** START READING PASSAGE **

Studio album by Harold Mabern
- Released: 2006
- Recorded: November 11, 2005
- Studio: The Studio, New York
- Genre: Jazz
- Label: Venus
- Producer: Tetsuo Hara, Todd Barkan

Harold Mabern chronology
| Fantasy (2004) | Somewhere Over the Rainbow (2006) | Misty (2007) |

= Somewhere Over the Rainbow (Harold Mabern album) =

Somewhere Over the Rainbow is an album by pianist Harold Mabern. It was recorded in 2005 and released by Venus Records.

Professional ratings
Review scores
| Source | Rating |
| AllMusic |  |

==Recording==
The album was recorded on November 11, 2005, at The Studio in New York. It was produced by Tetsuo Hara and Todd Barkan. The performers were Harold Mabern (piano), Dwayne Burno (bass), and Willie Jones III (drums).

** END READING PASSAGE **
** START STORED RECORDS **

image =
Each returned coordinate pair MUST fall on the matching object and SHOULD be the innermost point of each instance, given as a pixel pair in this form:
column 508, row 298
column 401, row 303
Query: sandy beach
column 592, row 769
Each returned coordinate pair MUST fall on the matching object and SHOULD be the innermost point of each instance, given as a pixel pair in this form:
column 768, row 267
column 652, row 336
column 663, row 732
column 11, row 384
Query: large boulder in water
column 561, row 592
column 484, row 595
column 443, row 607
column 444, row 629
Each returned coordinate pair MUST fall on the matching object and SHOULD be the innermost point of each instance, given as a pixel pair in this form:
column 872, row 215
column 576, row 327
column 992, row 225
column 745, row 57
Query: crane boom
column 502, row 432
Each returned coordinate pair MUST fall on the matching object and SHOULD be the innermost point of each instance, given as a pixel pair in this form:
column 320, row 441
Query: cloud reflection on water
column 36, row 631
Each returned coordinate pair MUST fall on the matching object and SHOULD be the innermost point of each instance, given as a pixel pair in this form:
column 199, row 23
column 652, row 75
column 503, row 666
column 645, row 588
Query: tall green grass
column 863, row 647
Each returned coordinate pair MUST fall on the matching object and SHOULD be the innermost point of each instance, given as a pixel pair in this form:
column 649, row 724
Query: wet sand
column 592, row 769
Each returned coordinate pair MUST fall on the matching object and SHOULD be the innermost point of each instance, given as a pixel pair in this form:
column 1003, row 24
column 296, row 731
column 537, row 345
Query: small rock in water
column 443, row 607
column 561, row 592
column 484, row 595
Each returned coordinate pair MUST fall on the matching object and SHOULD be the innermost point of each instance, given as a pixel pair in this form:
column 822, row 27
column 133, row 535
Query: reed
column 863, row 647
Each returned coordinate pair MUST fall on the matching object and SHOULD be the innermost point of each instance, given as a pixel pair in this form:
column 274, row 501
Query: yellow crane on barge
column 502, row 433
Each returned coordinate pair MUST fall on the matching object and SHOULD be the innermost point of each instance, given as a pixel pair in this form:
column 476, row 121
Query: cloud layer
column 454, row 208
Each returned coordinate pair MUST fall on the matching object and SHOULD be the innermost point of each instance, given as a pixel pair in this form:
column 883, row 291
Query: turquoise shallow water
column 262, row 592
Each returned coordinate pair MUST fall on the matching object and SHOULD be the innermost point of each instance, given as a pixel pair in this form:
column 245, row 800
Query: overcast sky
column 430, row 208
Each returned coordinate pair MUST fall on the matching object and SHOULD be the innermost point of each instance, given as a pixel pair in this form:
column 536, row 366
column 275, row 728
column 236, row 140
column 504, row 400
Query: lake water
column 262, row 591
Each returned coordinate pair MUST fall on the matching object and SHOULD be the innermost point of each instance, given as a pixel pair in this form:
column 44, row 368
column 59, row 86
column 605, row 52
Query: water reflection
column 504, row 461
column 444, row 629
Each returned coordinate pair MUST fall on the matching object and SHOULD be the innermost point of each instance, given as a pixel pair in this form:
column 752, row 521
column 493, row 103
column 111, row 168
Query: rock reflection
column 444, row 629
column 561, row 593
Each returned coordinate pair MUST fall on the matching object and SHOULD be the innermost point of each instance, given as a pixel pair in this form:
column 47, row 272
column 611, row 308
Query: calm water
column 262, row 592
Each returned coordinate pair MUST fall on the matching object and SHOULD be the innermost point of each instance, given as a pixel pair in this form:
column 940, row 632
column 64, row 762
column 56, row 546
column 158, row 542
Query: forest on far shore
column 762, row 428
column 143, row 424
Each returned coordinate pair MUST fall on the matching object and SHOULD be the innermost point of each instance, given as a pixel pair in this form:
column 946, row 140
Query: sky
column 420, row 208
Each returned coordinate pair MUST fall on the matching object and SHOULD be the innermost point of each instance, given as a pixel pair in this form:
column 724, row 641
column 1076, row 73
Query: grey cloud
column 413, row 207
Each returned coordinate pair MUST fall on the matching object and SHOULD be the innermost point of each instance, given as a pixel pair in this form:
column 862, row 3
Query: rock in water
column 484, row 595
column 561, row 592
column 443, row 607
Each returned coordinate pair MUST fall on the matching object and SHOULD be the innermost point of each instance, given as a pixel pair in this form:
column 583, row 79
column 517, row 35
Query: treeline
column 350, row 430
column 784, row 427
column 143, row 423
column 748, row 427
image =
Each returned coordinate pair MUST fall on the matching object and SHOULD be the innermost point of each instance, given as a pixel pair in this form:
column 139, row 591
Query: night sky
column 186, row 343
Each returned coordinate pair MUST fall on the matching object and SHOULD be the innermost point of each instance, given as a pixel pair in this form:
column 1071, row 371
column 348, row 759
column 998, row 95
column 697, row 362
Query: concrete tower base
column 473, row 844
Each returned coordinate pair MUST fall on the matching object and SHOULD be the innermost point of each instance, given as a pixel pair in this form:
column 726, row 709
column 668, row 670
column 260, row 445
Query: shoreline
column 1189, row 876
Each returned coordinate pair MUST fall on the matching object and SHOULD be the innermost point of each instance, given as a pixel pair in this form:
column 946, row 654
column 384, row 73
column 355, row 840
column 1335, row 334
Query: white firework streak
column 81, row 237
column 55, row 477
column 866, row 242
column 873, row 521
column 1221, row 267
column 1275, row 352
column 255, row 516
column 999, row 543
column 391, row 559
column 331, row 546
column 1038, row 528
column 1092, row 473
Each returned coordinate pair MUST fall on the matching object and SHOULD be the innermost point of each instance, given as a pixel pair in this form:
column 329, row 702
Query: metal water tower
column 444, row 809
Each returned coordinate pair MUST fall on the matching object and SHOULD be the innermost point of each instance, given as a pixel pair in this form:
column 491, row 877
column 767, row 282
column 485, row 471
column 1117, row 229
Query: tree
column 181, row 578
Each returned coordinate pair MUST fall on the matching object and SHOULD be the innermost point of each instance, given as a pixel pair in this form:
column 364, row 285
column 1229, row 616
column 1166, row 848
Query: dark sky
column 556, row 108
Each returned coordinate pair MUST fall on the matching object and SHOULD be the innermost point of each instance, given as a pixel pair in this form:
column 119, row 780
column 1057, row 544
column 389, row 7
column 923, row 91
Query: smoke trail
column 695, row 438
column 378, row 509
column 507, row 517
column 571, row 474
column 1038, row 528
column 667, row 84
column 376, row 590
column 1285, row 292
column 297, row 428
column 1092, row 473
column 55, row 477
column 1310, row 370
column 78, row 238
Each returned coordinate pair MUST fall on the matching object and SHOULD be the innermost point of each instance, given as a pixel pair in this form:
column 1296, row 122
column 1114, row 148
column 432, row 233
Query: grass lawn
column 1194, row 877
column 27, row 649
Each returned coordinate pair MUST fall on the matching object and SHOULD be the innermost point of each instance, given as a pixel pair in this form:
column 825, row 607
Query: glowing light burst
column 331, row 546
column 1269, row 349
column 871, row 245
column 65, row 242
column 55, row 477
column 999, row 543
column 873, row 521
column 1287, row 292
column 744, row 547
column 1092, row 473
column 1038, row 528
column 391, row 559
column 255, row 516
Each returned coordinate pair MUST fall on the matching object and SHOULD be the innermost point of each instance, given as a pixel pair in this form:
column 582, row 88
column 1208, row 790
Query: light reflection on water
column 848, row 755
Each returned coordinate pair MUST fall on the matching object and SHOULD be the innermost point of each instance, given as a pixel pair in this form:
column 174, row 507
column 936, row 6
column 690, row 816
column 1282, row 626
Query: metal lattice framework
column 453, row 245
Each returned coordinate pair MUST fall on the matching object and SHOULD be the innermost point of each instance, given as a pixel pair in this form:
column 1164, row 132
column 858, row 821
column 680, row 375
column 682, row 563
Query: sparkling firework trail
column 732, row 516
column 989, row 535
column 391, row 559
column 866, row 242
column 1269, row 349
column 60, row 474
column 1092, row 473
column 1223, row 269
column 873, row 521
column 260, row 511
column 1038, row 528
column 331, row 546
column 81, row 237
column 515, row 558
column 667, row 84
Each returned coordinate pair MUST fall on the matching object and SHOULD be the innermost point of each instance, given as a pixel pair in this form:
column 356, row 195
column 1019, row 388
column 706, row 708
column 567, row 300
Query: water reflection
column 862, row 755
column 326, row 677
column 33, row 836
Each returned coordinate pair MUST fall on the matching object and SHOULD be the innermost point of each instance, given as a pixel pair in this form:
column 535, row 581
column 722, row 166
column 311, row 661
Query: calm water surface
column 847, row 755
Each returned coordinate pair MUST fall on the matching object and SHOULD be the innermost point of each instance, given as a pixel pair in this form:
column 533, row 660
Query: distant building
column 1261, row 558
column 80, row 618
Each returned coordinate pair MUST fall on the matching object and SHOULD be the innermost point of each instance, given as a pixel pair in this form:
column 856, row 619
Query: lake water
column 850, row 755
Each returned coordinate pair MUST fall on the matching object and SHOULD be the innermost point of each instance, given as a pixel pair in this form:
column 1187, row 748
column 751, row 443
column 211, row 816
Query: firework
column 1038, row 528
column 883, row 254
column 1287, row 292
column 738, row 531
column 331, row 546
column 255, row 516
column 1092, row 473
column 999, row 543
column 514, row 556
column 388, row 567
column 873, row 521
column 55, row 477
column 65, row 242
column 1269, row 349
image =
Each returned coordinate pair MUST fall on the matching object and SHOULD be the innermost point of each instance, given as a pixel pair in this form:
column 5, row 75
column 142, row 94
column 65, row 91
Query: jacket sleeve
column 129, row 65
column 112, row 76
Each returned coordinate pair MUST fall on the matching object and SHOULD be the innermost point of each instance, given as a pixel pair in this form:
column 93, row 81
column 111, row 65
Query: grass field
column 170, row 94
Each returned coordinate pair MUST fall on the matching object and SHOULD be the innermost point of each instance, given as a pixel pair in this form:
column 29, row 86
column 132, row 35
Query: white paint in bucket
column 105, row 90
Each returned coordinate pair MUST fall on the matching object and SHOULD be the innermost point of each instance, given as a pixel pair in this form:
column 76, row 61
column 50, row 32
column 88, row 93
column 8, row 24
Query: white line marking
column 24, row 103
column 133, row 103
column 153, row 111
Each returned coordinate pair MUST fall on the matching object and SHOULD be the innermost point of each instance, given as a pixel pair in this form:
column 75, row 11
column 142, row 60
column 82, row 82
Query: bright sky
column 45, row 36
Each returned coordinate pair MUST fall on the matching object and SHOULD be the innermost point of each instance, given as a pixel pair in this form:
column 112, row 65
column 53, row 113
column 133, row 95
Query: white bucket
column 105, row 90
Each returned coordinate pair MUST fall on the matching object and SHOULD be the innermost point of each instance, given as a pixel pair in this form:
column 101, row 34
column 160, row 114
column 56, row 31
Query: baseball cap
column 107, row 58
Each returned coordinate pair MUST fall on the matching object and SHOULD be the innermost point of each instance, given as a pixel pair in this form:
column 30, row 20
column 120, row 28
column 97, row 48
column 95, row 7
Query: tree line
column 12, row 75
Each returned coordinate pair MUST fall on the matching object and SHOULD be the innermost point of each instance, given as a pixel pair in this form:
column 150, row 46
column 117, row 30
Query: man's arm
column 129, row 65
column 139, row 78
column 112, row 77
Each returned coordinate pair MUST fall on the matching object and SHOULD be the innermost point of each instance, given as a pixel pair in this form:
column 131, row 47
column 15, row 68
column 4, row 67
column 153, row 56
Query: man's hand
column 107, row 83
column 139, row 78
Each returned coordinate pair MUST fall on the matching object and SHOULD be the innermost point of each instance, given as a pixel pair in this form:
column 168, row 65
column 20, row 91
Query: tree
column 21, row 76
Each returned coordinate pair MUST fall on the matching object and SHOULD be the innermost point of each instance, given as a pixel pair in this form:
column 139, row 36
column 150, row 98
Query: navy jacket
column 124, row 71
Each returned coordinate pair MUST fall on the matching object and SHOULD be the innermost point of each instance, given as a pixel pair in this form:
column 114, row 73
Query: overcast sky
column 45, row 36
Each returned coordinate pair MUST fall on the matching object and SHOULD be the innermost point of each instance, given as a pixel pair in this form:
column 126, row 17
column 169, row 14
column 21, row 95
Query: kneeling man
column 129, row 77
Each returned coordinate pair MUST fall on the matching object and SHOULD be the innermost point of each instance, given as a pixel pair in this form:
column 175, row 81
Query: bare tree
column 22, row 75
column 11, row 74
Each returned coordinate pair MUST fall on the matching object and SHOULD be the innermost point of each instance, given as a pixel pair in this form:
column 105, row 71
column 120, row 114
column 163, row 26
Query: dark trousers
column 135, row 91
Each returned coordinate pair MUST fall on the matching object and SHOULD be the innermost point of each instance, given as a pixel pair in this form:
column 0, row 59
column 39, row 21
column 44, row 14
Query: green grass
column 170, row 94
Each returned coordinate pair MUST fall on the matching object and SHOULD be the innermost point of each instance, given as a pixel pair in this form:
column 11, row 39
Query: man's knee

** END STORED RECORDS **

→ SHORT TASK 1
Could you output the passage of the Harold Mabern album article starting with "Professional ratings" and going on through "Jones III (drums).", copied word for word?
→ SHORT TASK 2
Can you pick up the article on the album Somewhere Over the Rainbow after its last sentence and keep writing it?

→ TASK RESPONSE 1
Professional ratings
Review scores
| Source | Rating |
| AllMusic |  |

==Recording==
The album was recorded on November 11, 2005, at The Studio in New York. It was produced by Tetsuo Hara and Todd Barkan. The performers were Harold Mabern (piano), Dwayne Burno (bass), and Willie Jones III (drums).

→ TASK RESPONSE 2
==Music and release==
All of the compositions are by Harold Arlen. Mabern commented that, "I've always studied him because his music is very bluesy. And you don't really have to do anything to his music but just go ahead and play it." Jones uses brushes on most of the tracks. "A Sleeping Bee" gets a "gospel-inflected soul-jazz treatment". "This Time the Dream's on Me" has "a hip Latin vamp to introduce a soul-jazz-infused arrangement". Mabern's arrangement of "Savannah" begins as a calypso and then shifts into hard bop. Somewhere Over the Rainbow was released by Venus Records.

==Track listing==
1. "Somewhere Over the Rainbow"
2. "A Sleeping Bee"
3. "Blues in the Night"
4. "Out of This World"
5. "Savanna"
6. "Hooray for Love"
7. "Stormy Weather"
8. "I've Got the World on a String"
9. "Man That Got Away"
10. "This Time The Dream's on Me"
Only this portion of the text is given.